── Brano proposto ──
La folksinger Joan Baez compie oggi 80 anni - Epa / Martial Trezzini
Nel 2018, per l’ultimo tour, aveva scelto un titolo, Fare thee well, che in inglese significa «Addio », ma anche «Arrivederci». Nel 2018, Whistle down the wind, «Fischiettare nel vento», un brano di Tom Waits e Kathleen Brennan, era diventato il titolo dell’ultimo disco e una delle sue dieci tracce. Il vento che soffiava, quello di Blowin’ in the wind, lo aveva cantato infinite volte, da sola o con Bob Dylan. C’era in quei due titoli, o almeno fa bene al cuore immaginarlo, il desiderio di un congedo mai definitivo dall’immenso pubblico che continua ad amare la sua musica, capace di raccontare con la dolcezza delle note la violenza delle guerre e delle dittature, la segregazione razziale, l’orrore della pena di morte, la disperazione degli emarginati, l’amore privo di speranza.
Joan Baez compie oggi ottant’anni. La ragazza dai lunghi capelli neri è adesso una bella signora dalla corta chioma bianca. La voce che le valse il soprannome di “Usignolo di Woodstock”, si è fatta appena un po’ più grave. Un traguardo, i suoi 80 anni, che invita a ripercorrerne il cammino non solo artistico, e così comprendere perché la sua musica non conoscerà la malinconia del tramonto.
Che il mondo non è uguale per tutti, Joan Chandos Baez, New York 1941, lo impara molto presto. Il padre, fisico e matematico messicano, in nome del pacifismo rifiuta di lavorare a progetti ben remunerati per lo sviluppo delle armi atomiche, scegliendo di insegnare; a scuola, i tratti meticci di Joan, la madre ha origini scozzesi, sono oggetto di derisione e di isolamento da parte dei compagni. Nel 1958, Albert viene chiamato al Mit (Massachusetts institute of technology) di Cambridge, i Baez si trasferiscono nella vicina Belmont, Joan si iscrive alla Boston University. Qui conosce la futura folksinger Debbie Green, che l’avvia allo studio della chitarra e la sprona ad affinare le già straordinarie doti della sua voce. Sempre grazie a Debbie, Joan scopre le ballate della musica popolare.
Harvard, l’università che Richard Nixon definirà «il Cremlino sul fiume Charles», è a pochi chilometri, fucina della ribellione culturale e politica al sogno americano. Una giovane e spaesata Baez inizia ad esibirsi sul palco del Club 47, uno dei tanti sulla Harvard Square. Le rare foto dell’epoca la ritraggono chitarra in pugno, piedi nudi, capelli sciolti. Succede che una sera, tra la gente di un concerto, ci sia un altro Albert, di cognome Grossman, produttore musicale. E che Grossman inviti Joan a suonare nel suo locale. Lì, Bob Gibson, figura di spicco del revival folk, dopo averla ascoltata decide di portarla all’edizione 1959 del Newport Folk Festival. Un trionfo.
───
── Materiale fornito ──
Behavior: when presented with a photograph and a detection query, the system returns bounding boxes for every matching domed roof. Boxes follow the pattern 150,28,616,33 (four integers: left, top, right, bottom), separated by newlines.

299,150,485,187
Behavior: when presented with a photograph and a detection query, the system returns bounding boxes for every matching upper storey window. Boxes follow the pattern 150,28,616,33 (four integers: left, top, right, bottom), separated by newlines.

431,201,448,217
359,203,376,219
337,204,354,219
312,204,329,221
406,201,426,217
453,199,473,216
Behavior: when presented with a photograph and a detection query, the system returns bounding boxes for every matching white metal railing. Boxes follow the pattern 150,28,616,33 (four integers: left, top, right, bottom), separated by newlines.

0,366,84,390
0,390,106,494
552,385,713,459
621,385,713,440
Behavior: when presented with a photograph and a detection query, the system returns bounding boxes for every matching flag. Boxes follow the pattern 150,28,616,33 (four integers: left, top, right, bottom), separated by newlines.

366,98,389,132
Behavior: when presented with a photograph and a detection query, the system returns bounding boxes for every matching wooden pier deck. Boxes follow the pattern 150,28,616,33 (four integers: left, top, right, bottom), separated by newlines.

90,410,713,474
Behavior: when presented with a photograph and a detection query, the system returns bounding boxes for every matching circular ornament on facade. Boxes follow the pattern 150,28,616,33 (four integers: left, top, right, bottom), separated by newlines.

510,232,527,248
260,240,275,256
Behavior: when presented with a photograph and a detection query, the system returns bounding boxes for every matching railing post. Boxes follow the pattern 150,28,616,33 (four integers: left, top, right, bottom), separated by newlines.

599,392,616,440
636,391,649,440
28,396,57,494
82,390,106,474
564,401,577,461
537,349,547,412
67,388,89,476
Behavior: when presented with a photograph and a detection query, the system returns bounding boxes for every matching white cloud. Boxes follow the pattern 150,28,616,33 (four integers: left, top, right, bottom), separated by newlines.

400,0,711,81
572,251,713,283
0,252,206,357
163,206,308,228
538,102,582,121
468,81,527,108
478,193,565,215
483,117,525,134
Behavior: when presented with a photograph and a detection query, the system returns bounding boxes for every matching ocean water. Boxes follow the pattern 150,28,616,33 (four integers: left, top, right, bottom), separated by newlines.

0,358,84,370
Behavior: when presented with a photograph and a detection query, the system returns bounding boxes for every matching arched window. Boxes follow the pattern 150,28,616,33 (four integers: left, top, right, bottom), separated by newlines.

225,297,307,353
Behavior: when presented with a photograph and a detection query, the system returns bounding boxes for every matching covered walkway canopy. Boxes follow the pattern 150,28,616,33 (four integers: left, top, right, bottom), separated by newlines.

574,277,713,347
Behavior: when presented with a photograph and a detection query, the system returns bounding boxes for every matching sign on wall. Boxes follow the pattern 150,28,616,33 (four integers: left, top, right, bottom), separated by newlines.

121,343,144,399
───
── Materiale fornito ──
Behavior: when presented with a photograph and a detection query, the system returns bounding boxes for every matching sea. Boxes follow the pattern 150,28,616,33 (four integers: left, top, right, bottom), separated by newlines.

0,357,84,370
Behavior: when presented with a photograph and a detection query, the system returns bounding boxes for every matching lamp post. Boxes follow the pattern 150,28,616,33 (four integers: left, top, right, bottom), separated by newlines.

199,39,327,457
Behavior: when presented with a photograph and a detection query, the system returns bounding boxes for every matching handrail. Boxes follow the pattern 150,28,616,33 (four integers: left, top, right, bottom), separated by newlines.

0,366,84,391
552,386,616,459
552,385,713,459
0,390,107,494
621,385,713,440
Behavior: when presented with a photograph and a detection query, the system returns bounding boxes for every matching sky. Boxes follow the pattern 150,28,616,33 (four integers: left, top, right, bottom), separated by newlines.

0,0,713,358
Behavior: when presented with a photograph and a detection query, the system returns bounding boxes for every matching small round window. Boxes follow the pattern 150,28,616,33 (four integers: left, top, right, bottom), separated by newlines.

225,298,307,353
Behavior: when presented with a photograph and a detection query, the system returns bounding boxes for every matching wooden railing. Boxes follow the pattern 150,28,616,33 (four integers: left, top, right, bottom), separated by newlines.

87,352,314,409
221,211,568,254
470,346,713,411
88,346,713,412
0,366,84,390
───
**Consegne:**
(1) Ritrascriva fedelmente il passo del brano su Joan Baez da "La folksinger Joan" a "privo di speranza.".
(2) Indichi quante righe delle voci contengono la parola "window", riportando soltanto il numero.

**Compiti svolti:**
(1)
La folksinger Joan Baez compie oggi 80 anni - Epa / Martial Trezzini
Nel 2018, per l’ultimo tour, aveva scelto un titolo, Fare thee well, che in inglese significa «Addio », ma anche «Arrivederci». Nel 2018, Whistle down the wind, «Fischiettare nel vento», un brano di Tom Waits e Kathleen Brennan, era diventato il titolo dell’ultimo disco e una delle sue dieci tracce. Il vento che soffiava, quello di Blowin’ in the wind, lo aveva cantato infinite volte, da sola o con Bob Dylan. C’era in quei due titoli, o almeno fa bene al cuore immaginarlo, il desiderio di un congedo mai definitivo dall’immenso pubblico che continua ad amare la sua musica, capace di raccontare con la dolcezza delle note la violenza delle guerre e delle dittature, la segregazione razziale, l’orrore della pena di morte, la disperazione degli emarginati, l’amore privo di speranza.

(2) 3